··· Entries supplied

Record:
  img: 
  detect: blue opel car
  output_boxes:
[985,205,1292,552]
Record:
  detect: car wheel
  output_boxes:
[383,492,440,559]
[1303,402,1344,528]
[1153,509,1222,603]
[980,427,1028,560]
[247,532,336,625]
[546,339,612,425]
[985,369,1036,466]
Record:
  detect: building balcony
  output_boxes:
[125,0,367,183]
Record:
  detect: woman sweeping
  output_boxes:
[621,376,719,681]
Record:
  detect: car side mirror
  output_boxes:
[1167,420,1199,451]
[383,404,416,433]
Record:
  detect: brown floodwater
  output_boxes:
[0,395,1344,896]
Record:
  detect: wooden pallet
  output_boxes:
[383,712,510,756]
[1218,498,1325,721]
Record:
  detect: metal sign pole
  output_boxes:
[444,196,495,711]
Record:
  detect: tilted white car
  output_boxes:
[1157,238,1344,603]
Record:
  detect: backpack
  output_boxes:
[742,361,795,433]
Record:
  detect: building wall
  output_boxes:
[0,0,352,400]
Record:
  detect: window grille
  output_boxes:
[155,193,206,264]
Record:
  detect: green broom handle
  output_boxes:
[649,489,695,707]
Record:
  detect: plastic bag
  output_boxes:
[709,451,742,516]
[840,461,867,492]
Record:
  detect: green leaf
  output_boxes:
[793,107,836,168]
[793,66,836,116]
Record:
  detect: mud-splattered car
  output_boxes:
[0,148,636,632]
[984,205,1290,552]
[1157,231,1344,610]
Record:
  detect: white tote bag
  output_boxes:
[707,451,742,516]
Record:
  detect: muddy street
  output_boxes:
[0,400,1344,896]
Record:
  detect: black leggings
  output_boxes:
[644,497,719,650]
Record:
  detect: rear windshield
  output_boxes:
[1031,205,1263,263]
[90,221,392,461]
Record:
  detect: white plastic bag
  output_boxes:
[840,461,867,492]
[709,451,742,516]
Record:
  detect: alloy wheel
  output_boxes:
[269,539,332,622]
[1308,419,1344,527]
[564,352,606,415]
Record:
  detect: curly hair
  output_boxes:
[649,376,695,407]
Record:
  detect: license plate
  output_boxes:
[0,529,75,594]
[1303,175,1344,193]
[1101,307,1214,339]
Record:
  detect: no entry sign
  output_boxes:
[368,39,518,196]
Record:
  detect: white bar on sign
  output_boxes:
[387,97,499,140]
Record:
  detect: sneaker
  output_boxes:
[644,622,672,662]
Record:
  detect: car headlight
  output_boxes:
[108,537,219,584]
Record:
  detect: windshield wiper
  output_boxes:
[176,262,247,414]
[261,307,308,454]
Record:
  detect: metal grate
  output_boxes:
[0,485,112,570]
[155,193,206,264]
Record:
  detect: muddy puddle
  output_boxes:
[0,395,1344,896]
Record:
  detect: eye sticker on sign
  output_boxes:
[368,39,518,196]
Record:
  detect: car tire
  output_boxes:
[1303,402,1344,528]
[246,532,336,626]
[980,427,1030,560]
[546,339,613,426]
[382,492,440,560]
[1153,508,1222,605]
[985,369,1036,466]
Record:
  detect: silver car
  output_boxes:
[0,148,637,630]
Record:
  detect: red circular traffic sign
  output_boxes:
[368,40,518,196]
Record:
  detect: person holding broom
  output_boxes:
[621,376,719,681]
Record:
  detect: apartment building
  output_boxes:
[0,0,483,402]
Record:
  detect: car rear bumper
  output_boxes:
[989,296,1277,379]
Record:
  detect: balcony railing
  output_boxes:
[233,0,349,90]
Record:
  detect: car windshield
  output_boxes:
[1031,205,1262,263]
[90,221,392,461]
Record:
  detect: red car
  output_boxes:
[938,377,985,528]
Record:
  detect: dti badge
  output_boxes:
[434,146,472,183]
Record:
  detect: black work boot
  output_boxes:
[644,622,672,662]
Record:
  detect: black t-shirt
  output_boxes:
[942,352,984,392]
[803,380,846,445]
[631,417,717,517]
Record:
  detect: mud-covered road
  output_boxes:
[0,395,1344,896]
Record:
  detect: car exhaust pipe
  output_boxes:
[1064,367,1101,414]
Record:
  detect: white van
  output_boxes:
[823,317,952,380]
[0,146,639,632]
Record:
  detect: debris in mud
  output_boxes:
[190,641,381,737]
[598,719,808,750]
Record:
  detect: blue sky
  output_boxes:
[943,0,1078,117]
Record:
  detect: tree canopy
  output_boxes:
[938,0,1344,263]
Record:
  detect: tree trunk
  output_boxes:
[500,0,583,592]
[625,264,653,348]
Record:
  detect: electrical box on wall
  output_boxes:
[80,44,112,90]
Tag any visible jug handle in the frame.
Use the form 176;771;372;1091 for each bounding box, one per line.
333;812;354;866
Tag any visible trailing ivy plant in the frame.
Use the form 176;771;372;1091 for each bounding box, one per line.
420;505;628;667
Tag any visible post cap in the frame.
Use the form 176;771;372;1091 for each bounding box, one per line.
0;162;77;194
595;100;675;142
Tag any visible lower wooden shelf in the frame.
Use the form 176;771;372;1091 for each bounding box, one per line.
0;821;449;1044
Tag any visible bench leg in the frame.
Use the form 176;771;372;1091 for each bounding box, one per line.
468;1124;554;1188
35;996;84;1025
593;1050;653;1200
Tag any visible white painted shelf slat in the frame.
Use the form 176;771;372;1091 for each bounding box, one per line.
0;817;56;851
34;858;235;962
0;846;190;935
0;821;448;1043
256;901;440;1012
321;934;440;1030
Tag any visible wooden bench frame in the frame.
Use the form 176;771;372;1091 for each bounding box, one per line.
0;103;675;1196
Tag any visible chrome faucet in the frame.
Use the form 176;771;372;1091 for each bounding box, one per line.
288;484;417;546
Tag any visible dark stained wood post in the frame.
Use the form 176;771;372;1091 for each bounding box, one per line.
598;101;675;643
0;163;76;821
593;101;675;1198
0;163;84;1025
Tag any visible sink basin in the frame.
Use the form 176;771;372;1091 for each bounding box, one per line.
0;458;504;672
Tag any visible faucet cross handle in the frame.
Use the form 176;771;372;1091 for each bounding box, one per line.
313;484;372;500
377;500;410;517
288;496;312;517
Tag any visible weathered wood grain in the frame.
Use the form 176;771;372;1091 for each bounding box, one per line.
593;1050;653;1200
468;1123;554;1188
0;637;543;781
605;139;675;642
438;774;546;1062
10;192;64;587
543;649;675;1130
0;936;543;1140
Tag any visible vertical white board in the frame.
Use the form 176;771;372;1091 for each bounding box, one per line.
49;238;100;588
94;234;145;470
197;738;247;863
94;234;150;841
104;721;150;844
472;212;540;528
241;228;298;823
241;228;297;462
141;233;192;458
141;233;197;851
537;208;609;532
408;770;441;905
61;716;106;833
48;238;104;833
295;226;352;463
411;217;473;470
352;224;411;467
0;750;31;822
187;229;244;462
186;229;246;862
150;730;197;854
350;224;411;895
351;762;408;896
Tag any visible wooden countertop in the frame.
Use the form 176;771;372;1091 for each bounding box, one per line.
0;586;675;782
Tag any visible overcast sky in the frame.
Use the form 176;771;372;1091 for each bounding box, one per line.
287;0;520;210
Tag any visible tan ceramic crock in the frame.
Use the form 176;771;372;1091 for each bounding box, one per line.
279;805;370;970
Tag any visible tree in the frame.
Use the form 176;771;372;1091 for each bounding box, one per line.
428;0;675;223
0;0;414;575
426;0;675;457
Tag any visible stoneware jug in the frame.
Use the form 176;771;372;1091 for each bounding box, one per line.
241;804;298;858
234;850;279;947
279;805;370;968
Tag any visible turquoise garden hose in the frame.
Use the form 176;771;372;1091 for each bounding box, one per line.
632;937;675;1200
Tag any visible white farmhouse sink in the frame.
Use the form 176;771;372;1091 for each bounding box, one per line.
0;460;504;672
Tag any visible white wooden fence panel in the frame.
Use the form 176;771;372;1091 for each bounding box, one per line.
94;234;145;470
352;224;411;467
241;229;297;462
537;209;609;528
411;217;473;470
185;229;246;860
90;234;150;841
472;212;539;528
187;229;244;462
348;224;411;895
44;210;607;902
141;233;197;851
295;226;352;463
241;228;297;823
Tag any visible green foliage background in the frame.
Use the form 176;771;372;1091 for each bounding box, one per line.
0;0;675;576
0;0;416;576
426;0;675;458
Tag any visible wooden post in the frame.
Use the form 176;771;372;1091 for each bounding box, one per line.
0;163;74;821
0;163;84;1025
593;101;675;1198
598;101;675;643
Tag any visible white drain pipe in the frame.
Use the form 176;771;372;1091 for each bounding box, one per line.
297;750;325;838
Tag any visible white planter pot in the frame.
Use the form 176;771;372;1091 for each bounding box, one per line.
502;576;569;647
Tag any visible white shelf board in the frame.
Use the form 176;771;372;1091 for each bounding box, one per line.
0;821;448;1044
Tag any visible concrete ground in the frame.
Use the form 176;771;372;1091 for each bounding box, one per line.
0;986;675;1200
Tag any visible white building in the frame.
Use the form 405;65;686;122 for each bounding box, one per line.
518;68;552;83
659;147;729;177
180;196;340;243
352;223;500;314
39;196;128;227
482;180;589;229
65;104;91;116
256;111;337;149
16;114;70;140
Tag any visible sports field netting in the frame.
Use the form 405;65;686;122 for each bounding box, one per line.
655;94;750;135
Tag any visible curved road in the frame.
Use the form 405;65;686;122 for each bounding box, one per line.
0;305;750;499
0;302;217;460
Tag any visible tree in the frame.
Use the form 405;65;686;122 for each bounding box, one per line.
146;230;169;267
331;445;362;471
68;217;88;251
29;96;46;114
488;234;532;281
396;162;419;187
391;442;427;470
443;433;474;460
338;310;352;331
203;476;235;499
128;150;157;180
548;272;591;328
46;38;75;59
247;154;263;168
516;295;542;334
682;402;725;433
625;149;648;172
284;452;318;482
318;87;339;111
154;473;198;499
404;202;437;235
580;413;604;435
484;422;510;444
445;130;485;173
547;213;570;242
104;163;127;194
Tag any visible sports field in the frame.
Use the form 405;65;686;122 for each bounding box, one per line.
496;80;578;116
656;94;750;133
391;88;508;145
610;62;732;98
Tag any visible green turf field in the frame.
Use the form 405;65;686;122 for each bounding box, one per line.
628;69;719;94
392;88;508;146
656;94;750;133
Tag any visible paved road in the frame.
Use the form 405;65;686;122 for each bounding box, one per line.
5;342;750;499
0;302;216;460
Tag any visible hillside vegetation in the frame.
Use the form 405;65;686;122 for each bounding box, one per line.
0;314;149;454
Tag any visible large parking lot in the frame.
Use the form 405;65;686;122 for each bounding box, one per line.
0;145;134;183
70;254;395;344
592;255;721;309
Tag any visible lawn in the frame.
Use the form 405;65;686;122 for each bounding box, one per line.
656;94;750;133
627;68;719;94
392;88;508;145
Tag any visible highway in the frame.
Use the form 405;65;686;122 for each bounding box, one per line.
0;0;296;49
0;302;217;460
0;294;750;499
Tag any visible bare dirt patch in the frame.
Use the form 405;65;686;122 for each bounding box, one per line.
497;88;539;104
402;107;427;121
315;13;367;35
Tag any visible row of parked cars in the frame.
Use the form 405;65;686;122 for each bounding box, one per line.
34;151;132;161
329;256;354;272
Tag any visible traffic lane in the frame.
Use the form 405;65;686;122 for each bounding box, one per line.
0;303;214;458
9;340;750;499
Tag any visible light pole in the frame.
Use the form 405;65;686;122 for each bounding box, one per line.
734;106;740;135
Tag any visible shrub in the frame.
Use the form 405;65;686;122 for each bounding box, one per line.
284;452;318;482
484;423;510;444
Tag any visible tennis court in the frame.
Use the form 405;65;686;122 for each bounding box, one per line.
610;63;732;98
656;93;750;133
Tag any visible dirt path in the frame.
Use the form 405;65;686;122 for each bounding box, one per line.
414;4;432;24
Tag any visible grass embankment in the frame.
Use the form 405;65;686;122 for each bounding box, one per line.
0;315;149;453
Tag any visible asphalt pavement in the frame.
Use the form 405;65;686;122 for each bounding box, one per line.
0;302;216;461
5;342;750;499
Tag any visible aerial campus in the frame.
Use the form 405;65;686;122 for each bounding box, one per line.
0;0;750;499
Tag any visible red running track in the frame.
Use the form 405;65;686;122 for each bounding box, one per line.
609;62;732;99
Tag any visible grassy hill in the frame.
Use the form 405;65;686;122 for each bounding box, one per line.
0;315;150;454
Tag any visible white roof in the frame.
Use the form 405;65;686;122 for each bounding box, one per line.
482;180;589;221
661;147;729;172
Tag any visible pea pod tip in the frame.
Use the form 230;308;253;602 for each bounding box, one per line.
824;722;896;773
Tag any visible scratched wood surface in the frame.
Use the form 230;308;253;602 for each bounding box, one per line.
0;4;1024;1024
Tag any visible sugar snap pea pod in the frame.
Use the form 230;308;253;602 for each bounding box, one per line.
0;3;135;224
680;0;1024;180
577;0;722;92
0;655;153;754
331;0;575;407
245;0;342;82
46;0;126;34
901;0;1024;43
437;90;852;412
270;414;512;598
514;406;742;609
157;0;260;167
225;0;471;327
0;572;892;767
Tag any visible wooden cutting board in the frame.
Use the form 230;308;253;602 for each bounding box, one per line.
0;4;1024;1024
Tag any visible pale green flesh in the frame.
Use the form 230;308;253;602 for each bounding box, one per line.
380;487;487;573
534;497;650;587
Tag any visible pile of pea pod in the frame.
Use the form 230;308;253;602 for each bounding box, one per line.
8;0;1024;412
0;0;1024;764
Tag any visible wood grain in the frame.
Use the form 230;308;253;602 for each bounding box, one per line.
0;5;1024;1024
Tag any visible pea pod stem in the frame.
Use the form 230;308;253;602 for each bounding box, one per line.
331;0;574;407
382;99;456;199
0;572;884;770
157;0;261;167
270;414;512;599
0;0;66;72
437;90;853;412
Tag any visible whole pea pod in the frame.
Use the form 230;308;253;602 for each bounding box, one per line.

······

* The request *
Please render the records from the line with "Tag any visible wooden bench" to the line with "0;586;675;782", both included, as a two-column CSV with the headers instruction and boxes, one row per record. Put each field in quotes and turn any line breaks into spaces.

* Result of this task *
instruction,boxes
"Tag any visible wooden bench frame in the frame. Use the form 176;771;372;1091 for each bounding box, one per line.","0;103;675;1196"
"Tag any visible chrome faucet in the frame. Use the form 176;771;372;1091 for each bounding box, one per line.","288;484;417;546"
"Tag any visible dark stained wood post in the frame. Use the form 176;771;372;1091 for each bounding box, one per line.","598;101;675;643 0;163;76;821 593;101;675;1198 0;163;84;1025"
"Tag any visible sink basin in the frame. Use the form 176;771;372;1091 for each bounding box, one per line.","0;458;504;672"
"Tag any visible faucet cross handle in the frame. Use the form 176;771;372;1091 for each bounding box, one per line.","313;484;372;500 377;500;410;517 288;496;312;517"
"Tag any visible weathered wood grain in the frame. Use the form 176;771;372;1091 for each bounding box, one per line.","593;1050;653;1200 468;1123;554;1188 0;637;543;781 605;139;675;642 438;774;546;1062 10;192;64;587 543;649;675;1130 0;936;543;1140"
"Tag any visible vertical white board in the frame. Use the form 176;771;372;1091 for each bounding box, one per line.","49;238;100;588 94;234;145;470 197;738;247;863 94;234;150;841 104;721;150;844 472;212;540;528 241;228;298;823 241;228;297;462 141;233;192;458 141;233;197;851 537;208;609;532 408;770;441;905 61;716;106;833 48;238;104;833 295;226;352;463 411;217;473;470 352;224;411;467 0;750;31;822 187;229;244;462 186;229;246;862 150;730;197;854 350;224;411;895 351;762;408;896"
"Tag any visible wooden countertop in the frame. Use the form 176;771;372;1091 for each bounding box, one per line.","0;586;675;782"